Task brief
Duplicate every line of the records below verbatim, omitting the pictures from your output.

— Start of Records to use —

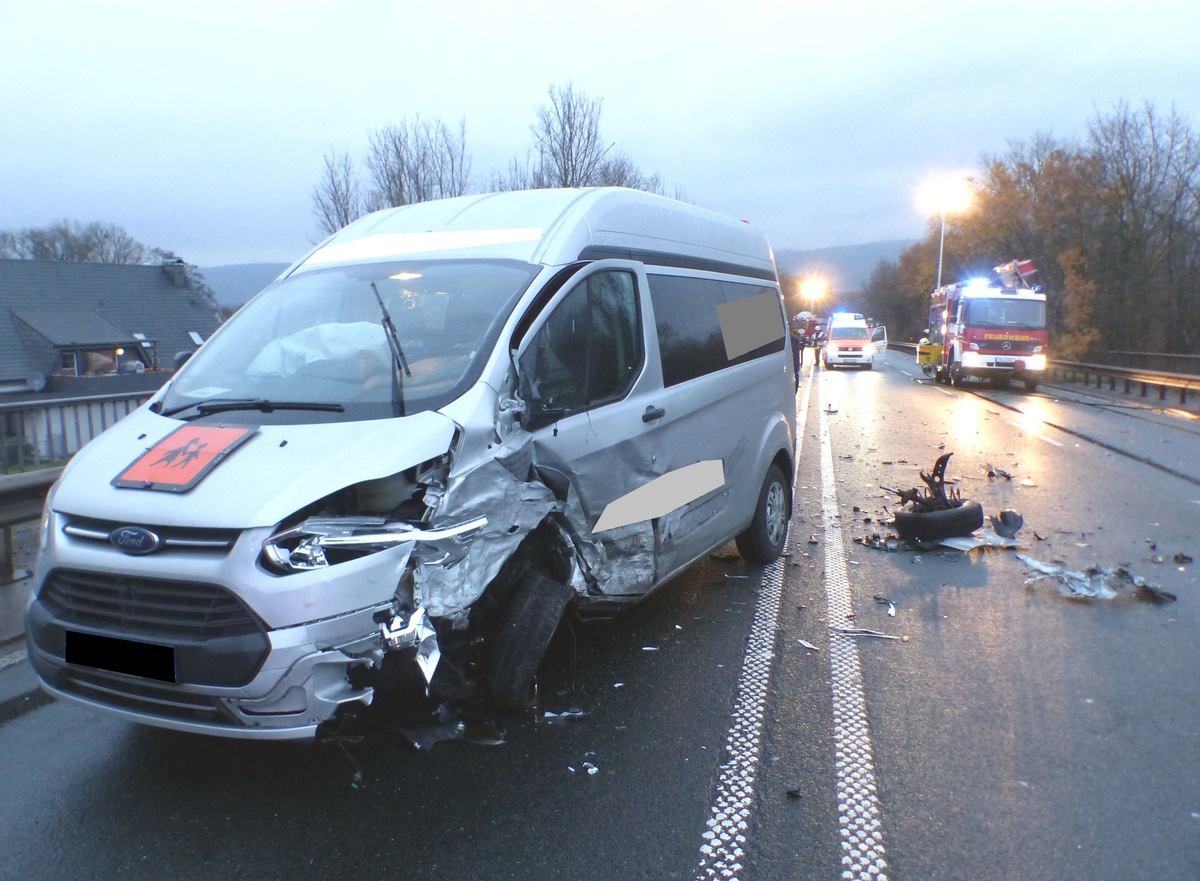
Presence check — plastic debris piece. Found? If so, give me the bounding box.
[988,510,1025,539]
[829,627,901,640]
[938,529,1025,552]
[1016,553,1177,603]
[984,462,1013,480]
[541,707,587,725]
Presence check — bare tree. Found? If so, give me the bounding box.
[312,151,366,235]
[366,118,470,210]
[533,83,612,187]
[0,220,150,263]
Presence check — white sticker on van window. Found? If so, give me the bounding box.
[716,292,784,361]
[592,459,725,535]
[305,227,542,266]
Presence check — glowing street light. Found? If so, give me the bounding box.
[800,278,829,314]
[917,176,974,288]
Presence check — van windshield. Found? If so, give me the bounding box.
[829,324,866,340]
[158,260,538,422]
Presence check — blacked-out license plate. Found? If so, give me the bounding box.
[66,630,176,682]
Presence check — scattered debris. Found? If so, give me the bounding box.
[400,719,504,753]
[988,510,1025,539]
[829,627,901,640]
[1016,553,1177,603]
[881,453,983,547]
[541,707,587,725]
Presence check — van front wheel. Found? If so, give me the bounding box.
[488,571,575,709]
[736,465,792,563]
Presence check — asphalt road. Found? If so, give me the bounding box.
[0,353,1200,881]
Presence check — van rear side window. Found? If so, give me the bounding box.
[521,271,642,415]
[648,275,784,385]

— End of Records to use —

Correct output
Presence check — plastic debris piece. Found? If so, give me the bounding box.
[988,510,1025,539]
[829,627,901,640]
[938,529,1025,552]
[1016,553,1177,603]
[984,462,1013,480]
[541,707,587,725]
Presence check — bare tree. Found? If so, give me the bounding box.
[312,151,366,235]
[366,118,470,210]
[533,83,612,187]
[0,220,150,263]
Presence check — white sticker on van window. Found? If so, give me the bounding box.
[716,292,784,361]
[592,459,725,535]
[305,227,542,266]
Presence check — glowing street light. Found? If so, give me the bounding box.
[800,278,829,314]
[917,176,974,288]
Presence check — van windshield. Found? If so, give me the bounding box.
[829,324,866,340]
[158,260,538,422]
Presence check — blacked-out license plate. Found? If so, give me the bounding box.
[66,630,176,682]
Presence check — scattered debris. Found? If so, give me the bounding box.
[400,719,504,753]
[988,510,1025,539]
[829,627,901,640]
[1016,553,1177,603]
[881,453,983,547]
[541,707,587,725]
Presence check — van front wheel. Found? If so, give me the bounding box.
[488,571,575,709]
[736,465,792,563]
Presence check — asphalt road. Found? If so, give me the bounding box.
[0,353,1200,881]
Presence check — van rear side window. Found? If so, give me the bounding box.
[521,271,642,415]
[648,275,784,385]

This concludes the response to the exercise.